• [PASSAGE TO READ]:
Jim Hatcher

Posted on Oct 20, 2021

Stored Procedures - love or leave 'em?

#microservices #storedprocs #decoupling #database

Introduction

A stored procedure is a set of SQL statements that is stored on the database server and is available to be executed by name. Stored procedures are the cause of “religious wars” in the world of relational databases where some DB users live and die by them and other DB users consider them an anti-pattern. They are certainly a tool that has the potential to be mis-used and create performance issues and blockers to scalability. As a DBA/Developer/Architect, should you be using them or not? Let’s dive in and try to answer that question.

Common Usage Patterns

When I see stored procedures used in databases, they fall into one of the following categories:

A stored procedure is used for every single CRUD operation against the DB
Stored procedures are used in certain situations for special handling, including:
- Running multi-statement transactions so that commit/rollback logic can be controlled at the DB level
- Running operations that involve chatty transactions so that round-trips between the app and DB can be avoided
- Centralization of logic that is called by several systems
- Encapsulation of operations to which highly granular security permissions need to be granted
10,000-line monsters containing business reams of logic

Potential Pros and Cons

There are various arguments for and against the use of stored procedures. Let’s examine a few:

Pro: Caching of Execution Plans

When you write a stored procedure, the query execution plan is stored/cached on the server which saves time when the stored proc is executed. This has become less of a factor over the years as DB technology has progressed. SQL optimizers have gotten better at storing plans for “dynamic” SQL and storing those plans for re-use. By making use of prepared statements in data access code, the same benefit of execution plan caching can often be gained.

• [COLLECTED DATA]:
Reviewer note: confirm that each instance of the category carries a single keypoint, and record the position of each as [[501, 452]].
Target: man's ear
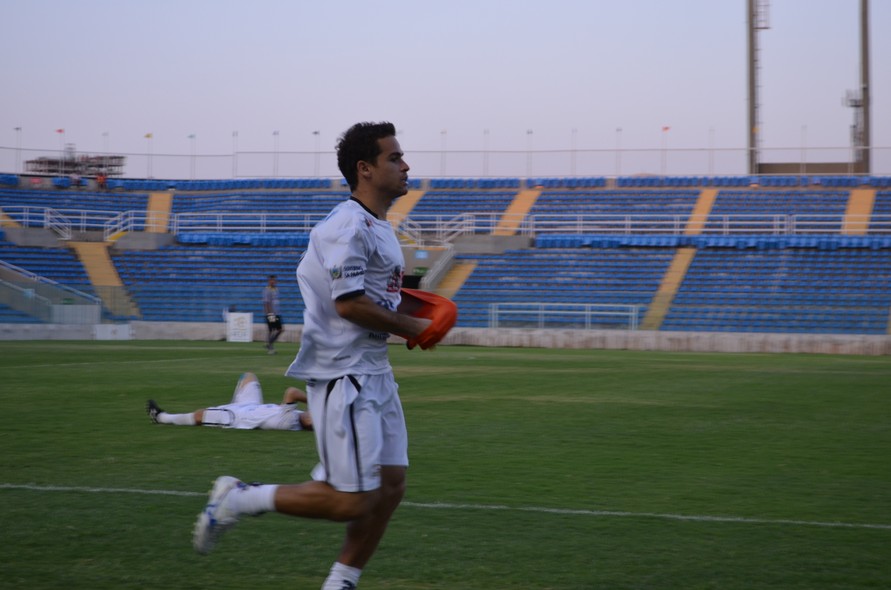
[[364, 169]]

• [GOALS]:
1/ Please repeat the stretch of the stored procedures post from "Introduction" through "answer that question.".
2/ Answer these from the stored procedures post:
(a) Where is a stored procedure stored, according to its definition?
(b) What can data access code use to often gain the same execution plan caching benefit?
(c) On what date was the post published?
3/ In one to three sentences, explain why the stored procedures post says execution plan caching has become less of a factor over the years.
The listing comes from a separate source, unrelated to the stored procedures post.

• [TASK SOLUTIONS]:
1/
Introduction

A stored procedure is a set of SQL statements that is stored on the database server and is available to be executed by name. Stored procedures are the cause of “religious wars” in the world of relational databases where some DB users live and die by them and other DB users consider them an anti-pattern. They are certainly a tool that has the potential to be mis-used and create performance issues and blockers to scalability. As a DBA/Developer/Architect, should you be using them or not? Let’s dive in and try to answer that question.

2/
(a) On the database server.
(b) Prepared statements.
(c) Oct 20, 2021.

3/ As database technology has progressed, SQL optimizers have gotten better at storing plans for dynamic SQL and reusing them. Also, prepared statements in data access code can often gain the same caching benefit.